BEGIN

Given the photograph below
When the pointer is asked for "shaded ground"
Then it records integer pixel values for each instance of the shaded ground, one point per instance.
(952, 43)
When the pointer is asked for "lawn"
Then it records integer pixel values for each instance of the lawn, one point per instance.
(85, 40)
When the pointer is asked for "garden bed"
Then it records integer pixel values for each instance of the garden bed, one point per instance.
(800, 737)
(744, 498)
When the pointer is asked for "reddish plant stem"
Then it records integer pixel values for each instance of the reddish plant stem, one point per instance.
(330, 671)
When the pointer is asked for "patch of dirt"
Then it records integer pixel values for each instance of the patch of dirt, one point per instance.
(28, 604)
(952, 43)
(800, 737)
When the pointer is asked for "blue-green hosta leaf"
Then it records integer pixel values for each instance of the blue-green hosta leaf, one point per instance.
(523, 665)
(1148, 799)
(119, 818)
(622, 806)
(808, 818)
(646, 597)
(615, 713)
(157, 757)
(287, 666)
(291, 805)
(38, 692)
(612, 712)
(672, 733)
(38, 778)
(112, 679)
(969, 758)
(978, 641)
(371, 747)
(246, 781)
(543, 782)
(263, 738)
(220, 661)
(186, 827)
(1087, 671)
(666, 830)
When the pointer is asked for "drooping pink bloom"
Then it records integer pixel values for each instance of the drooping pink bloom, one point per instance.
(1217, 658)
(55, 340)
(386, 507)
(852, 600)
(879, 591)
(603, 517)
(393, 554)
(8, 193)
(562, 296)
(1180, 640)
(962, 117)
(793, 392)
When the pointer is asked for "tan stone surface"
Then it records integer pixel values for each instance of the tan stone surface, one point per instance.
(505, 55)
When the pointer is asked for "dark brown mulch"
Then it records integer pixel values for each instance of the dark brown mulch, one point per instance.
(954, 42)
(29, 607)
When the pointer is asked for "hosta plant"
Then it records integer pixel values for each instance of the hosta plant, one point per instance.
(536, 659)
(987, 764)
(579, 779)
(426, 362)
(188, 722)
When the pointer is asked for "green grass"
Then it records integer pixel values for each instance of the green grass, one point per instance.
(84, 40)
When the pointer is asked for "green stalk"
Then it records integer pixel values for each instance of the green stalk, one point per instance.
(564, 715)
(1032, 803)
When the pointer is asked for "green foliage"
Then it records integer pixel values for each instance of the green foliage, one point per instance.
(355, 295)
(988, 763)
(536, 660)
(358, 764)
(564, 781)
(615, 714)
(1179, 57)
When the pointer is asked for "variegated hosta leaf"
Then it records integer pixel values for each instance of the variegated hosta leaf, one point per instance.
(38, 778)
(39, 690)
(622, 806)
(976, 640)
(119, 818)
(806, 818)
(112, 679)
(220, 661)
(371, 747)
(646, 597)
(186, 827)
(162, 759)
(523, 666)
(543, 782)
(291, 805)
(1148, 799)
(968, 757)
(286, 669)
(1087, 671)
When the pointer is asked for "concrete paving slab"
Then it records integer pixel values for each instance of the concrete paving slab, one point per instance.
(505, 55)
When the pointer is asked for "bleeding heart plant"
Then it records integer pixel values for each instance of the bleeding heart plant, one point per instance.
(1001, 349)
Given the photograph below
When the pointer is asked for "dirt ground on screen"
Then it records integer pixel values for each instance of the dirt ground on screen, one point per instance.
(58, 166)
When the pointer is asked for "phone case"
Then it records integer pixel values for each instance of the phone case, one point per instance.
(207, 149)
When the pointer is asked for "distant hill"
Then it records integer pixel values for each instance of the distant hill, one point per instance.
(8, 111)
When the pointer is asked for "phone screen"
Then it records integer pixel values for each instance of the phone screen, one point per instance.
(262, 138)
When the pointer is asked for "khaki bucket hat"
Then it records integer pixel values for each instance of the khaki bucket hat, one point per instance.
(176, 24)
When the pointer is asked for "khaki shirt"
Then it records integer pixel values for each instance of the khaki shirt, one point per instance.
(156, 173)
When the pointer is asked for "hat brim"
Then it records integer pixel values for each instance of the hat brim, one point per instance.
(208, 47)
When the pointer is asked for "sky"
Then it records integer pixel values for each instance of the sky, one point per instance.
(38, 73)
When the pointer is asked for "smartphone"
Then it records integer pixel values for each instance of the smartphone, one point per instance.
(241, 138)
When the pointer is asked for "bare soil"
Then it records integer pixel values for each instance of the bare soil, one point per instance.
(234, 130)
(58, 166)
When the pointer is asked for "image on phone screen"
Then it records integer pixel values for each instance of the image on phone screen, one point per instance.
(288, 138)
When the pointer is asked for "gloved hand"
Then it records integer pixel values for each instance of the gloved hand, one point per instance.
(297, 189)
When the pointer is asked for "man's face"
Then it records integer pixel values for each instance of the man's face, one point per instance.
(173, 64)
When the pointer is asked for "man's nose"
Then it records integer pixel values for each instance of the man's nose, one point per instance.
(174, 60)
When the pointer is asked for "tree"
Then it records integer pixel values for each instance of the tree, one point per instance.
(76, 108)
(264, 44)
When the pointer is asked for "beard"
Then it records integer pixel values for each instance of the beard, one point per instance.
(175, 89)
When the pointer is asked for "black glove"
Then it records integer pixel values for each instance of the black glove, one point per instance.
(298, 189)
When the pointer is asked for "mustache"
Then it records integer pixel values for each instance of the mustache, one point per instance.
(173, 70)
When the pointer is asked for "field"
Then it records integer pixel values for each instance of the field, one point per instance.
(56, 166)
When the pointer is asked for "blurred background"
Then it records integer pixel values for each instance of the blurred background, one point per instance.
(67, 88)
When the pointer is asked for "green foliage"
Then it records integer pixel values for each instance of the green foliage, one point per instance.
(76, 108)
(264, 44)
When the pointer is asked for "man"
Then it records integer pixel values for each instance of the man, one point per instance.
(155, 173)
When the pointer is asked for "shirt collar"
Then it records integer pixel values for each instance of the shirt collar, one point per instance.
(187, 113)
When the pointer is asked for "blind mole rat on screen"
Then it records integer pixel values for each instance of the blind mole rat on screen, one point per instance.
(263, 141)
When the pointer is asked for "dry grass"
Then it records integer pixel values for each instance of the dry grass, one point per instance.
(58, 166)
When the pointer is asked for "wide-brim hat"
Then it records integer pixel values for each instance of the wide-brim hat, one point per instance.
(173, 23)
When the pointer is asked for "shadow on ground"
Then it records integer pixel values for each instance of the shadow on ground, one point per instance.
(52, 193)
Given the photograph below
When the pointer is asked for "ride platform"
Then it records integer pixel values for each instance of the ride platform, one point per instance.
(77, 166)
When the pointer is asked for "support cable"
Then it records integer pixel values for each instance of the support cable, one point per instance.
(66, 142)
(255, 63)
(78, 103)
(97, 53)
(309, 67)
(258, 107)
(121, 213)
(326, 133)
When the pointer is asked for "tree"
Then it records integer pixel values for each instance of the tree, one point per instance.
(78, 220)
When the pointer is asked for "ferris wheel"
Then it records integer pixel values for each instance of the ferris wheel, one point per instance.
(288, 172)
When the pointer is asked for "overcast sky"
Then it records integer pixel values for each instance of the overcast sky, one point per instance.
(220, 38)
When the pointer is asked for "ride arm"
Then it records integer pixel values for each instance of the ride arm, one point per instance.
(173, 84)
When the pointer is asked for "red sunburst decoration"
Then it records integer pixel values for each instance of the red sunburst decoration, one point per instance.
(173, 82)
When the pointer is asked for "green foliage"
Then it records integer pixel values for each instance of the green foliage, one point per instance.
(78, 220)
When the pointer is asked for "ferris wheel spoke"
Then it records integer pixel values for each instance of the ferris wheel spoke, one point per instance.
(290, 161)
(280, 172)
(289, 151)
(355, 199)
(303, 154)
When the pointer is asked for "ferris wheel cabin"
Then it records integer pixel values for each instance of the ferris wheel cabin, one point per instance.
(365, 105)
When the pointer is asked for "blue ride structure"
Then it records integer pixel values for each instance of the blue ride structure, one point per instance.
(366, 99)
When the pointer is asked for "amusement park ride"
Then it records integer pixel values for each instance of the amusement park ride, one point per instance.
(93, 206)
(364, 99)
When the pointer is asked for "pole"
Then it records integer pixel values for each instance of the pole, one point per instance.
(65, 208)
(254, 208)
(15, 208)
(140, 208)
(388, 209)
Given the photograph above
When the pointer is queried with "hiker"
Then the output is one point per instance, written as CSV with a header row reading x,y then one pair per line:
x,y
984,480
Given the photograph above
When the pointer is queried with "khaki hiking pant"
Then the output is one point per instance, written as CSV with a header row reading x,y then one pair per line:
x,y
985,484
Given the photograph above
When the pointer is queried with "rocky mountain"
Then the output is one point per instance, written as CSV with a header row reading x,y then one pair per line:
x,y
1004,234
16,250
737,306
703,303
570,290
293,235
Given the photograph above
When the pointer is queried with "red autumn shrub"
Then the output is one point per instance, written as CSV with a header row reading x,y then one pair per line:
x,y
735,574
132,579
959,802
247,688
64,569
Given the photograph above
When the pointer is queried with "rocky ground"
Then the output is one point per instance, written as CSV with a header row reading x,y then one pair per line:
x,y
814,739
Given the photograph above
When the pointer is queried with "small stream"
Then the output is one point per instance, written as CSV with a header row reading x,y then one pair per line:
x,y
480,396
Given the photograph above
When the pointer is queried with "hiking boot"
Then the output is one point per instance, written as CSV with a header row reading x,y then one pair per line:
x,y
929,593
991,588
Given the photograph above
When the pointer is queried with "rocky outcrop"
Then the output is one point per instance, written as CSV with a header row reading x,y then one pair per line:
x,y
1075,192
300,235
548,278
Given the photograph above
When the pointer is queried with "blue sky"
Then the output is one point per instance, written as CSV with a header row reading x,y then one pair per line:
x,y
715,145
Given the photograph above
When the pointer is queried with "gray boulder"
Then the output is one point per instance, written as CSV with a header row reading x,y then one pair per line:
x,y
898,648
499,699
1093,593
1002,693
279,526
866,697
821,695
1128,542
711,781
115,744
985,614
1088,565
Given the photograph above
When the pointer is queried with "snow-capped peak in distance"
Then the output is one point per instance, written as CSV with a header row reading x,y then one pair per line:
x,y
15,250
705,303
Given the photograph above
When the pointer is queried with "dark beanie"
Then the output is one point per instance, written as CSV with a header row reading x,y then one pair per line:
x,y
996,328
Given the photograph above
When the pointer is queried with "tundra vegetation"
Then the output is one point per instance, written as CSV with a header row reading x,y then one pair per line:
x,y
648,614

END

Return only the count of lines in the listing above that hold the string "hiking".

→ ANSWER BOX: 2